TASK DIRECTIONS:
Copy the line with "Note to the class: point to the black hat" and all lines following it through the last line of the entries, exactly as written.

TASK MATERIAL:
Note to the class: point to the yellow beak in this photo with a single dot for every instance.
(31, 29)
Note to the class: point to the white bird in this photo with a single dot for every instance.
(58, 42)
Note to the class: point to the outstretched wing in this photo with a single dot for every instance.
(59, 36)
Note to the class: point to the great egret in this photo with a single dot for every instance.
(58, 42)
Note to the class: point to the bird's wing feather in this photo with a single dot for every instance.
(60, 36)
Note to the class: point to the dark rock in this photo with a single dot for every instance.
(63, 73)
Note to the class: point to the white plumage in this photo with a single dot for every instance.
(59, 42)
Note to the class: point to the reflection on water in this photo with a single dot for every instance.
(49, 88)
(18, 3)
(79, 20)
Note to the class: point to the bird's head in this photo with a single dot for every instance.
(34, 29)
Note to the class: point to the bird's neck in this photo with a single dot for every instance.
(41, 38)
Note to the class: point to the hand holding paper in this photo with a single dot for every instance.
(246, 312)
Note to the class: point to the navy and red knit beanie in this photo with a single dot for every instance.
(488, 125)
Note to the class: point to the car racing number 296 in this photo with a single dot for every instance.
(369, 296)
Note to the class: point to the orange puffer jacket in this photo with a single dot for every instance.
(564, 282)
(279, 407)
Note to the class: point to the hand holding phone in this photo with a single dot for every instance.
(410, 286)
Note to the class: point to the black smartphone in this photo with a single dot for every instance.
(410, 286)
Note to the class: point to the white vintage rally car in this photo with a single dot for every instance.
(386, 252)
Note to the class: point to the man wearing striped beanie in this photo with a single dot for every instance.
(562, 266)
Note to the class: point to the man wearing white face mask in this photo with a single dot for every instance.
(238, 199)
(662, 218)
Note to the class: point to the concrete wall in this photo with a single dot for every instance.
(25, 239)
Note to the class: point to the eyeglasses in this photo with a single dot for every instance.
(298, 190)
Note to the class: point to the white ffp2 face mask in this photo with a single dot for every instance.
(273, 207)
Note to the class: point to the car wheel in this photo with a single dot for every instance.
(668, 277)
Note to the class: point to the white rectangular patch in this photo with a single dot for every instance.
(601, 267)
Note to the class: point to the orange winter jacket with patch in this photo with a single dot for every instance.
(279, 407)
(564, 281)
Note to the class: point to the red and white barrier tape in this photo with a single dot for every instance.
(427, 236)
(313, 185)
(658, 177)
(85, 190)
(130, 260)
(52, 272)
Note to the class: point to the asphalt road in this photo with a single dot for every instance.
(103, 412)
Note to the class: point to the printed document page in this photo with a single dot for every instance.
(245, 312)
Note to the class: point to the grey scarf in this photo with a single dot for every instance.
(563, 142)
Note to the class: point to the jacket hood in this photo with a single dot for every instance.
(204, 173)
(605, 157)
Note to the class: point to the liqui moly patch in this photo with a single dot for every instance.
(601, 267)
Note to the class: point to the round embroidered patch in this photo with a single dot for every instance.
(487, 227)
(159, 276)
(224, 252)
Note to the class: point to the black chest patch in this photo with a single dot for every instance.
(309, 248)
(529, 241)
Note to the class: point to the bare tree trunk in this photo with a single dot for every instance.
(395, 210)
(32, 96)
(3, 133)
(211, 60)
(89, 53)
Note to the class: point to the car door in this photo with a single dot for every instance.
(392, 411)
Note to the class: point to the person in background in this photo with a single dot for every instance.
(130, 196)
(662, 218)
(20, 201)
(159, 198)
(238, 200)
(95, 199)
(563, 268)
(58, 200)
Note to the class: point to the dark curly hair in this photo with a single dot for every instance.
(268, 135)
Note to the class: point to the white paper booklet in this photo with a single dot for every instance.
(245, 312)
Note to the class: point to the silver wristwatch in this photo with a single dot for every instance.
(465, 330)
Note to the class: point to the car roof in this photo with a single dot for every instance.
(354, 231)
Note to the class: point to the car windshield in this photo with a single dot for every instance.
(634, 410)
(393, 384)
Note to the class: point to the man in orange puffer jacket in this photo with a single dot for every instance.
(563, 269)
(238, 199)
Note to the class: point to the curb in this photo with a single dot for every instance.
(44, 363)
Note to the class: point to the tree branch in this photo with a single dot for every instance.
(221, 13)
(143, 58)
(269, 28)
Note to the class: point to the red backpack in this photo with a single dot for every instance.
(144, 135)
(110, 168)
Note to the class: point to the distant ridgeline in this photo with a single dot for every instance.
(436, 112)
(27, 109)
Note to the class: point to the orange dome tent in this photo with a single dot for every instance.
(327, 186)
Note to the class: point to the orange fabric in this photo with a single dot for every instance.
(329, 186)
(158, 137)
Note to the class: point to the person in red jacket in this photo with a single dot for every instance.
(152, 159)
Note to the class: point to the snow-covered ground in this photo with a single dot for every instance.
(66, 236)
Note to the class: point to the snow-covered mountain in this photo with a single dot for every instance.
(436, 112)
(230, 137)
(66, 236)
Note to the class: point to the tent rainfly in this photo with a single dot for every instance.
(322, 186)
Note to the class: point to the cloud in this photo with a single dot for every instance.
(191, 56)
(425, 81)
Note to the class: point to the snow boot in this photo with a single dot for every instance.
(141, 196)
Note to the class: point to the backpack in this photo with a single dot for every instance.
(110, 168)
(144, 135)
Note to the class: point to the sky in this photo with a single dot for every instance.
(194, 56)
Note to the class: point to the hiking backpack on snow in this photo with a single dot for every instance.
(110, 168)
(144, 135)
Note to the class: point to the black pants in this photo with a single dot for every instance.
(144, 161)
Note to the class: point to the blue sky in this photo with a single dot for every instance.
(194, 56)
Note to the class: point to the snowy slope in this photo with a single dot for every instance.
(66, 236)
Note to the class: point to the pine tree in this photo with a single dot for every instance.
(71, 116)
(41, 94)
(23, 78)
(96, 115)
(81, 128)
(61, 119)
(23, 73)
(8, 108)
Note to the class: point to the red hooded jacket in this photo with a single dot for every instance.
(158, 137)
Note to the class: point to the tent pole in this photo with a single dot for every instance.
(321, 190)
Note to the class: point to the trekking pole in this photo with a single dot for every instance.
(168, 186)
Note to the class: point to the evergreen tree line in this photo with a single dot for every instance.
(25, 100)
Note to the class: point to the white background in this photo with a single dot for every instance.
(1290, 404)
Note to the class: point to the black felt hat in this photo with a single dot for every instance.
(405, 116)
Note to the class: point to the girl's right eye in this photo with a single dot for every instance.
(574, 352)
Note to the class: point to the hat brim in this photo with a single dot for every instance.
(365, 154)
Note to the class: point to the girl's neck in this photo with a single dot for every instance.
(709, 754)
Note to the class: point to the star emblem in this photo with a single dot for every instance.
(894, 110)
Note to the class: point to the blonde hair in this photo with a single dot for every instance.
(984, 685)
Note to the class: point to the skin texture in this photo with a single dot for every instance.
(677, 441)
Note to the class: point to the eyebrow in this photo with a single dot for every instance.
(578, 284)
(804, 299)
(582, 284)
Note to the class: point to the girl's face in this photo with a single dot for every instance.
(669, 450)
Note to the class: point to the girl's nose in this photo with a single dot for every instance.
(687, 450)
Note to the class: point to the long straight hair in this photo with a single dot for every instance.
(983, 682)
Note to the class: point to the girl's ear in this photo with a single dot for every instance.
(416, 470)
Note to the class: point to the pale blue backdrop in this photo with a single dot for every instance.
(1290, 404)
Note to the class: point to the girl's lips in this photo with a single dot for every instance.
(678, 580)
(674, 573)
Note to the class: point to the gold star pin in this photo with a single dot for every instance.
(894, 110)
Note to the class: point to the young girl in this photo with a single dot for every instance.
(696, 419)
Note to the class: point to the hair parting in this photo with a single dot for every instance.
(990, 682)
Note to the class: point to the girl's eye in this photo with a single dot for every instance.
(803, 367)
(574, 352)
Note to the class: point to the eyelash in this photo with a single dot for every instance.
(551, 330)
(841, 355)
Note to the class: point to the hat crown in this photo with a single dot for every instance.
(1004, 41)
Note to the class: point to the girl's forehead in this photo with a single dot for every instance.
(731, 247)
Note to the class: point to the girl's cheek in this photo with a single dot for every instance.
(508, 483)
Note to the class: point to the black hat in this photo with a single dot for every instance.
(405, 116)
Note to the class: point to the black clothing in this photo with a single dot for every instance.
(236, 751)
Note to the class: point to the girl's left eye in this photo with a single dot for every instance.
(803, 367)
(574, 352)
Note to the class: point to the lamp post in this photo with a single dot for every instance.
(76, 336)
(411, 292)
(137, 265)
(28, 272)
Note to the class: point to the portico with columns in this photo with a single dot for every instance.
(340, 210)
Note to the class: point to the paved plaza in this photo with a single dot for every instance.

THE REPLY:
Note to the class: point to the black hat in this photo with a single dot for every instance.
(405, 116)
Note to the class: point to the black clothing in this photo with a single dot for every instance.
(236, 751)
Note to the class: point to the girl's left eye in this photo with a single dot for every instance.
(803, 367)
(574, 352)
Note to the class: point to the lamp post in this photo with a single dot for every instance.
(76, 336)
(411, 292)
(137, 265)
(28, 272)
Note to the class: point to the portico with columns in this photo with a single dot for every instance.
(340, 210)
Note to the class: point to the paved plaza in this photo with a single dot for every instance.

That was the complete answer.